Provided data
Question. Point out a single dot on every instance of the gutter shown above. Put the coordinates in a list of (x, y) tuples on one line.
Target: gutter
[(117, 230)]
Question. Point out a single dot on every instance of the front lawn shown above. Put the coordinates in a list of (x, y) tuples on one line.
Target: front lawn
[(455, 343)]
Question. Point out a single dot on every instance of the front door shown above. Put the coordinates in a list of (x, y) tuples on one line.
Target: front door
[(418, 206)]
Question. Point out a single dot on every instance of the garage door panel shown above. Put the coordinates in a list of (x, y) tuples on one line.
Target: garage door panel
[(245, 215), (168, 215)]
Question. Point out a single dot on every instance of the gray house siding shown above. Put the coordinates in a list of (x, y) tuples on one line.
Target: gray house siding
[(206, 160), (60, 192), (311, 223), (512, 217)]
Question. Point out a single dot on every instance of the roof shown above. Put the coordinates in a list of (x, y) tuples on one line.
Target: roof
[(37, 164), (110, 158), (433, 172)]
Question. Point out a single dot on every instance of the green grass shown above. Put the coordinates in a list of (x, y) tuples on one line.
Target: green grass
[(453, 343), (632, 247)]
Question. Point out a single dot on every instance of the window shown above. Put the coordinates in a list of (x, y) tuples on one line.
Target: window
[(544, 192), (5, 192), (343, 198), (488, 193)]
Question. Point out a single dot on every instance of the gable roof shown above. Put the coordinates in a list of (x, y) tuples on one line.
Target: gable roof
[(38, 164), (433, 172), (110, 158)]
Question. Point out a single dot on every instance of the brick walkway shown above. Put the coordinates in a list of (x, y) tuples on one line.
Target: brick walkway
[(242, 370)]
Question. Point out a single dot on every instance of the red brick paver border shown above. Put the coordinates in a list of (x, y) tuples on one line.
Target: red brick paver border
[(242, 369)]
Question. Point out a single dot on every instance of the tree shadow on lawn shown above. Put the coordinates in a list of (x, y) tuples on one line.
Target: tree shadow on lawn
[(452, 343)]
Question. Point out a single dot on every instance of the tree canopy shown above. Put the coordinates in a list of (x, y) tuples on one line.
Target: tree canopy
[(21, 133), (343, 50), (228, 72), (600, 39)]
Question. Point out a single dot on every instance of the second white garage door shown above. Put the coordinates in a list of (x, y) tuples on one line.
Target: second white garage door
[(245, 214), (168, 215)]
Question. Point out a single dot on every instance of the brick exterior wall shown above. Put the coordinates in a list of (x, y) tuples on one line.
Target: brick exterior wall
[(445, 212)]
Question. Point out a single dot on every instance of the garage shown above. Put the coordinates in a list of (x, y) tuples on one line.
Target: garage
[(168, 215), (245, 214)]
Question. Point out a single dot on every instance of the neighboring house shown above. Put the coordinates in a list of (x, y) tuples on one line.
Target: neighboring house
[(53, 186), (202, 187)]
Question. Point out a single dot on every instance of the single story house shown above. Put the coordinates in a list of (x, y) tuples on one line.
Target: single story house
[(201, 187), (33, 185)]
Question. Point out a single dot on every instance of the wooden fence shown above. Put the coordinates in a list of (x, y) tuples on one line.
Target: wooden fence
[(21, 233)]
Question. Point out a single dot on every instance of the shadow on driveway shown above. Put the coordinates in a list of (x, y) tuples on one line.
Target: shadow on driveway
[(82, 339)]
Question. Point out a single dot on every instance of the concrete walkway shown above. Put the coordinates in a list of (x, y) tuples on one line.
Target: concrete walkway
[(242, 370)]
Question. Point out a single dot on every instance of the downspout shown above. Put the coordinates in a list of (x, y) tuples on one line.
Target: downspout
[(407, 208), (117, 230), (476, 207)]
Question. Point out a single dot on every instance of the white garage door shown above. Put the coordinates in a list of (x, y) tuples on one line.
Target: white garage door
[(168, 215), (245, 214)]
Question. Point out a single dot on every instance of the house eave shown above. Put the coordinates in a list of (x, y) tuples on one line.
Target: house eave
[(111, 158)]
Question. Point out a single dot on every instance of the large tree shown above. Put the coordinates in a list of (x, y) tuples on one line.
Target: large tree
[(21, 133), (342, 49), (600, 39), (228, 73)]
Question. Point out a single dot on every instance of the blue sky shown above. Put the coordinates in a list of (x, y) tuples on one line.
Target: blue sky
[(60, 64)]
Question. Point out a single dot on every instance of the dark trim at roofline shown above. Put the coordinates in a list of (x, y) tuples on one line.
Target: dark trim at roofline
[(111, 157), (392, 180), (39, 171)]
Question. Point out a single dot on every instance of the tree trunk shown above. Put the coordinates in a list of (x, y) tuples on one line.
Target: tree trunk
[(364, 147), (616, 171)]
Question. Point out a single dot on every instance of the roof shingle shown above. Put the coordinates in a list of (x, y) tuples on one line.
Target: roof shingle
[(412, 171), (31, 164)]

Problem requirements
All of the data above needs to be given again exactly.

Answer to this problem
Question. Point out a single dot on every instance of the gutter shown above. Put the coordinates in a list of (x, y) tuples on one line.
Target: gutter
[(117, 230)]
Question. Point out a single dot on every instance of the front lawn shown above. Put the coordinates in a list of (x, y) tuples on one line.
Target: front lawn
[(455, 343)]
Question. Point out a single dot on every instance of the front door shown above. Put the coordinates in a list of (x, y) tuples on one line.
Target: front door
[(418, 206)]
Question. Point out a single dot on every instance of the garage door panel shown above. Put the coordinates in a list of (x, y) tuples on one line.
Target: garage door panel
[(245, 215), (168, 215)]
Question. Point out a single dot on every instance of the gray house siding shown above. Put the coordinates in a list of (x, y) tuples on one line.
Target: gray house siding
[(206, 160), (60, 192), (311, 223), (512, 217)]
Question. Point out a single dot on every instance of the roof shown above. Put the coordinates in a list of (x, y) tuples on one line.
Target: roof
[(37, 164), (110, 158), (433, 172)]
Question. Point out a single dot on every instance of the green grass shown above. Put the coordinates in a list of (x, y) tuples on one line.
Target: green grass
[(453, 343), (632, 247)]
Question. Point out a single dot on every instance of the window shown above. Put the coordinates in a list of (x, y) tuples on one line.
Target: window
[(544, 192), (5, 192), (343, 198), (488, 193)]
Question. Point out a single dot on every instance of the gable roof shown above. Put the coordinates in a list of (x, y) tuples on one line.
Target: gable roof
[(38, 164), (433, 172), (110, 158)]
Question. Point out a single dot on every instance of the brick walkway shown above. Put the coordinates in a list of (x, y) tuples on one line.
Target: brick walkway
[(242, 370)]
Question. Point out a single dot on every instance of the red brick paver border shown above. Put the coordinates in a list of (x, y) tuples on one line.
Target: red brick paver border
[(242, 369)]
Question. Point out a single dot on every instance of the tree shadow on lawn shown above. Put the coordinates in a list of (x, y) tuples on one line.
Target: tree shadow on lawn
[(452, 343)]
Question. Point out a single dot on every instance of the tree canopy shown above. Put the coordinates in a list of (x, y) tuples on one line.
Target: tree canopy
[(21, 133), (343, 50), (228, 72), (600, 39)]
Question. Point out a single dot on every instance of the second white garage door shown above. Put the coordinates in a list of (x, y) tuples on one line.
Target: second white garage door
[(245, 214), (168, 215)]
Question. Point out a single dot on every instance of the brick exterior wall shown above. Put the coordinates in a list of (x, y) tuples on one line.
Target: brick exterior wall
[(445, 212)]
Question. Point out a single dot on every instance of the garage shown above. Put the coordinates in a list of (x, y) tuples on one line.
Target: garage
[(168, 215), (245, 214)]
Question. Point out a single dot on every instance of the neighboring house shown above. Put the coordinates in a list of (x, y) tuples on one line.
Target: neighboring house
[(53, 186), (202, 187)]
Question. Point out a single dot on every instance of the single story house shown above. Put the coordinates in a list of (x, y) tuples on one line.
Target: single story house
[(201, 187), (33, 185)]
Question. Point out a single dot on every instance of the wooden fence shown above. Put the coordinates in a list of (x, y) tuples on one line.
Target: wooden fence
[(21, 233)]
Question. Point out a single dot on every instance of the shadow on driveway shown above. Put the coordinates in a list of (x, y) tuples on one line.
Target: shadow on driveway
[(82, 339)]
Question. Point out a single dot on every instance of the concrete walkway shown above. Put the coordinates in a list of (x, y) tuples on one line.
Target: concrete walkway
[(242, 370)]
Question. Point out a single dot on every instance of the downspout shown above. Put the coordinates in a list of (x, y) tuples on one line.
Target: downspout
[(407, 208), (117, 230), (476, 207)]
Question. Point out a single dot on every instance of the white garage door shown above. Put the coordinates in a list of (x, y) tuples on one line.
Target: white garage door
[(168, 215), (245, 214)]
Question. Point out a single dot on every instance of the house eave shown above. Put the coordinates in a list of (x, y) tuples on one line.
Target: house eave
[(111, 158)]
Question. Point out a single dot on every instance of the large tree shown above. Put the coordinates in a list of (x, y) tuples on one line.
Target: large tree
[(21, 133), (342, 49), (600, 39), (228, 73)]
Question. Point out a single dot on every instance of the blue sky shown above. Put the coordinates in a list of (x, y) tuples on one line.
Target: blue sky
[(60, 64)]
Question. Point out a single dot on every instance of the dark trim at roofline shown above. Put the coordinates in a list of (x, y) tuples on one line.
Target: dark trim at roofline
[(111, 157), (392, 180), (39, 171)]
Question. Point out a single dot on every instance of the tree trunk shown above. Put the coordinates in a list of (x, y) tuples on one line.
Target: tree trunk
[(364, 147), (616, 171)]
Question. Point out a single dot on every instance of the roof shingle shown above. Put the coordinates in a list of (x, y) tuples on one line.
Target: roof shingle
[(412, 171), (31, 164)]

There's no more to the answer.